====== TEXT BLOCK

DeLawrence King v. Donald Morgan
807 F.3d 154
| 6th Cir. | 2015Background
- DeLawrence King was convicted in Ohio state court of two counts of murder and one count of felonious assault in 2004; sentence aggregated to 21 years to life. Direct appeal denied.
- King filed a 2006 federal habeas petition that was denied; certificate of appealability was denied.
- In 2009 the state trial court resentenced King to correct a sentencing defect (post-release control), entering a new judgment that increased his term to 33 years to life by imposing consecutive murder sentences.
- After state remedies failed, King filed a second federal habeas petition raising seven claims: two related to the new sentence and five attacking his original convictions.
- The district court dismissed the five conviction-related claims as "second or successive" under AEDPA § 2244(b); the Sixth Circuit granted COA limited to whether those conviction claims are second or successive.
- The Sixth Circuit reversed, holding that the entry of a new judgment after resentencing resets the AEDPA "second or successive" rule and permits a first federal challenge to that new judgment to attack both the new sentence and the undisturbed conviction without preauthorization.

============

▸ **AIM**:
In the case summary, what term did King's 2009 resentencing raise his sentence to? The listing has nothing to do with the case summary.

====== LISTING

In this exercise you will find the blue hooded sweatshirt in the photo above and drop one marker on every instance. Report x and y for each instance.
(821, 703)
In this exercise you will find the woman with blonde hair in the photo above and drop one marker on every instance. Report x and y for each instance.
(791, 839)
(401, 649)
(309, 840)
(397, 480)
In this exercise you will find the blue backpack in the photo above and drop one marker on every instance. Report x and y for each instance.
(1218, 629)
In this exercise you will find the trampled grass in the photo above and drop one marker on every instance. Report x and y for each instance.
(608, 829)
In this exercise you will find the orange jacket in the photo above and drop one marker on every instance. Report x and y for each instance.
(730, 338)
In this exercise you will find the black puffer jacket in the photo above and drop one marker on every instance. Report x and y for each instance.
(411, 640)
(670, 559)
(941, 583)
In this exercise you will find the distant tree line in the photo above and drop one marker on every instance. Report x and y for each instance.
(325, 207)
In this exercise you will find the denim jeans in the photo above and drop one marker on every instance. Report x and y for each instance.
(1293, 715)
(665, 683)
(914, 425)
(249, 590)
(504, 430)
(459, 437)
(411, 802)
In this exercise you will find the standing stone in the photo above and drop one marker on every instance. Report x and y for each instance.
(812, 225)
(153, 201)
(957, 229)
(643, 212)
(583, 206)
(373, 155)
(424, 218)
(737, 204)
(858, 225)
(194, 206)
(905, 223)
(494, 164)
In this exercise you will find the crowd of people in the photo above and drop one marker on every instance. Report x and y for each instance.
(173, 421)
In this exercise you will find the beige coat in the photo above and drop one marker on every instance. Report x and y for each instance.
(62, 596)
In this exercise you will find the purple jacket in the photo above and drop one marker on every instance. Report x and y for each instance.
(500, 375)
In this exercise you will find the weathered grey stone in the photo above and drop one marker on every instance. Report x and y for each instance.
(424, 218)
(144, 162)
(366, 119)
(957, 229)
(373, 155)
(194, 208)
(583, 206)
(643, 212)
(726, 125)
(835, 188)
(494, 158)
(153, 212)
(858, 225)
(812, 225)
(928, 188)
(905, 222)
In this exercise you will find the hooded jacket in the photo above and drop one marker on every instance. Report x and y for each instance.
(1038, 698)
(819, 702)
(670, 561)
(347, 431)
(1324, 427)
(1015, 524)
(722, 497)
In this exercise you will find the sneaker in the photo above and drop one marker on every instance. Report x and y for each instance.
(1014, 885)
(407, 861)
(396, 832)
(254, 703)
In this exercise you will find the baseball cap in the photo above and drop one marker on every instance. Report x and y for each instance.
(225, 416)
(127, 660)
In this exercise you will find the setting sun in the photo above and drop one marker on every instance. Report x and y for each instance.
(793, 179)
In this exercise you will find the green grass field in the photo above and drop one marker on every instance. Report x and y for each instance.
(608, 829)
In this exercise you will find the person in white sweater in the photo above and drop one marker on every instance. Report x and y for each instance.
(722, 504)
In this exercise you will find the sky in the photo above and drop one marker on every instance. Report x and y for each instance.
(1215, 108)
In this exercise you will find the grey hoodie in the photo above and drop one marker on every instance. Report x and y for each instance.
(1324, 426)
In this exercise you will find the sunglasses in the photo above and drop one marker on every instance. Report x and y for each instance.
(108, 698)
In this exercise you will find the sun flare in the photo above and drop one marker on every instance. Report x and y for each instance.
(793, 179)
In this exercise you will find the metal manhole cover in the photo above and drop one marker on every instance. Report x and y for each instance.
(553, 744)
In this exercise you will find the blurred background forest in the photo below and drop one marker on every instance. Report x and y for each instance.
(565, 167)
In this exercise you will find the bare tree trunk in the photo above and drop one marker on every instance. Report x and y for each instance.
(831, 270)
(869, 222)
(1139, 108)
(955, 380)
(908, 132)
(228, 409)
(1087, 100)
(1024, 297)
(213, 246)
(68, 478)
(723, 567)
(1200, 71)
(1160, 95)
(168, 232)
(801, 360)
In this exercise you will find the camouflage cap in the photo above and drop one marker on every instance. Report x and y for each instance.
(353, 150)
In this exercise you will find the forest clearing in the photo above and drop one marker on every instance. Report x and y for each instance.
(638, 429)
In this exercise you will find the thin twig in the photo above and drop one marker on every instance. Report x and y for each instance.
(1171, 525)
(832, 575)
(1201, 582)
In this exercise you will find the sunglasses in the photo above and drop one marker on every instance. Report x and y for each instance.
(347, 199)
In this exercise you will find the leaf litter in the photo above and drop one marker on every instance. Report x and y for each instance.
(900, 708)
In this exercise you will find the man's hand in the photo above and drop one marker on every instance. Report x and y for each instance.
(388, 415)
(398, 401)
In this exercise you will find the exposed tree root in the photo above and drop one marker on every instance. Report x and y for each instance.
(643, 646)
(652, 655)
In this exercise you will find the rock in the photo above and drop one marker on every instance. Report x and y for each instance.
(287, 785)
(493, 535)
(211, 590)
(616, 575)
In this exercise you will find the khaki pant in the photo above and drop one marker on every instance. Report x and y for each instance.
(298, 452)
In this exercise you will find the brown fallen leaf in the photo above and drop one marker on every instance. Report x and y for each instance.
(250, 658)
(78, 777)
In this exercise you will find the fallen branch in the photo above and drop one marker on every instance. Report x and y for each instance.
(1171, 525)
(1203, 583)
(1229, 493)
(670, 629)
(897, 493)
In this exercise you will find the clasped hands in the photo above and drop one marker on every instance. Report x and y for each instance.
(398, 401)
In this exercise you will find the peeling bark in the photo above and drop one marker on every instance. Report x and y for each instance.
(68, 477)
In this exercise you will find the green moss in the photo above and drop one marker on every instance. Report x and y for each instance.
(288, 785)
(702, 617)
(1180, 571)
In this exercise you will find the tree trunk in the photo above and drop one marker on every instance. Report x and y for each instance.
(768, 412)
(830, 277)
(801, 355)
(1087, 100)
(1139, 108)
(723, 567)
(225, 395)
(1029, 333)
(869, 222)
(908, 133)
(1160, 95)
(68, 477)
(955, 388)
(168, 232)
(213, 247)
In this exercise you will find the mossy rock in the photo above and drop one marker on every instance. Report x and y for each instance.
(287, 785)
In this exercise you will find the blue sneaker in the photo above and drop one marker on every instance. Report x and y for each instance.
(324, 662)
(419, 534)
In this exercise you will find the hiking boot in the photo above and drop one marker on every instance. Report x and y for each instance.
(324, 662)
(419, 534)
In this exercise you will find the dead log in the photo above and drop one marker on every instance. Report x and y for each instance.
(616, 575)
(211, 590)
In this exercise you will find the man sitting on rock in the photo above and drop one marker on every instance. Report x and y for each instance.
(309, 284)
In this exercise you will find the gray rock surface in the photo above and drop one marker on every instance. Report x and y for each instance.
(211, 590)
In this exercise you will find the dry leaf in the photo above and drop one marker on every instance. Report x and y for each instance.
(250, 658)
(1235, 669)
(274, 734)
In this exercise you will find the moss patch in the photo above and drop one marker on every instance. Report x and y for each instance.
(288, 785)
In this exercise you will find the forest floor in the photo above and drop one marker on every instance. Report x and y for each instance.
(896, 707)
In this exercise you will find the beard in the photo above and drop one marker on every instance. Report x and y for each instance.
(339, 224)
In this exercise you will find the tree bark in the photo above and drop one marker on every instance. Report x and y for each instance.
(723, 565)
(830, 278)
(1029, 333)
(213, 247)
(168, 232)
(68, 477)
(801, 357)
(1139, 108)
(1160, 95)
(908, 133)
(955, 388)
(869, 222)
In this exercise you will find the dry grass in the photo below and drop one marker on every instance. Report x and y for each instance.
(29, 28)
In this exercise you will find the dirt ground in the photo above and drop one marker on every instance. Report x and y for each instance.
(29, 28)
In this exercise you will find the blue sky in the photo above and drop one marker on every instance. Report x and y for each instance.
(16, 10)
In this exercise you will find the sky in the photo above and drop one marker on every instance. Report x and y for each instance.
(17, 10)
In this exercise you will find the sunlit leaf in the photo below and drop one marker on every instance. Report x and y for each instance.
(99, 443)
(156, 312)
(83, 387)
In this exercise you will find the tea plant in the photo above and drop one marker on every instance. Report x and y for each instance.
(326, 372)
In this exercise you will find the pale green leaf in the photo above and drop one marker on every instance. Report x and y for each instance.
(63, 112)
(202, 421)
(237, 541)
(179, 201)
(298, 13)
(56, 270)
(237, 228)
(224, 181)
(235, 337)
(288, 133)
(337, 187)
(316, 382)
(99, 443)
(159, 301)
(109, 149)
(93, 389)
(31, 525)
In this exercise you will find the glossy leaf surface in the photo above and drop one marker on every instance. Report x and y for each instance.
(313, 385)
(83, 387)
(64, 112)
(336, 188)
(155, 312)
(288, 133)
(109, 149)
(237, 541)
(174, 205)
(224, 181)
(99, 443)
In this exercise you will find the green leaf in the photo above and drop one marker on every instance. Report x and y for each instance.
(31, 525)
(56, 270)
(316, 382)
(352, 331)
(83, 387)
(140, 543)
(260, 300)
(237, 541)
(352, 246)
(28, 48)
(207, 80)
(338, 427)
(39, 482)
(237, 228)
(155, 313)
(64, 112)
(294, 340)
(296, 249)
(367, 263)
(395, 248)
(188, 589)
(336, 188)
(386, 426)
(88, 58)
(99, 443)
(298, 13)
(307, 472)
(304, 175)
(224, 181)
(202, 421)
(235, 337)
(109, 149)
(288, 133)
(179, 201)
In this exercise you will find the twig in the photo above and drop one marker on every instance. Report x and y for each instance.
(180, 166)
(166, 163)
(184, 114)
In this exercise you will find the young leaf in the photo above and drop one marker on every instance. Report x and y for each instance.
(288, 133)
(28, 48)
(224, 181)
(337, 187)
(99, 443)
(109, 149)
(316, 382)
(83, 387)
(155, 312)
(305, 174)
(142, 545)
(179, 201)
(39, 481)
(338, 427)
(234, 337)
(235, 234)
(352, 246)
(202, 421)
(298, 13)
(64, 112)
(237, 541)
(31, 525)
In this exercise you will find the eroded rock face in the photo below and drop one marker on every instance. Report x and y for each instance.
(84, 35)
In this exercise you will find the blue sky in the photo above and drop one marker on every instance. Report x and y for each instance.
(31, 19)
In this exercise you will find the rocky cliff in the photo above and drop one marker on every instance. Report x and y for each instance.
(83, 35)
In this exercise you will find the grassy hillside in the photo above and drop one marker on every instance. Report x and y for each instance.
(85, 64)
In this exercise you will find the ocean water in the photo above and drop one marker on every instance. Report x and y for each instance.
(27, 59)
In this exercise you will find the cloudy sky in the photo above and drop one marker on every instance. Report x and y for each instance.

============

▸ **RESULT FOR THIS EXERCISE**:
33 years to life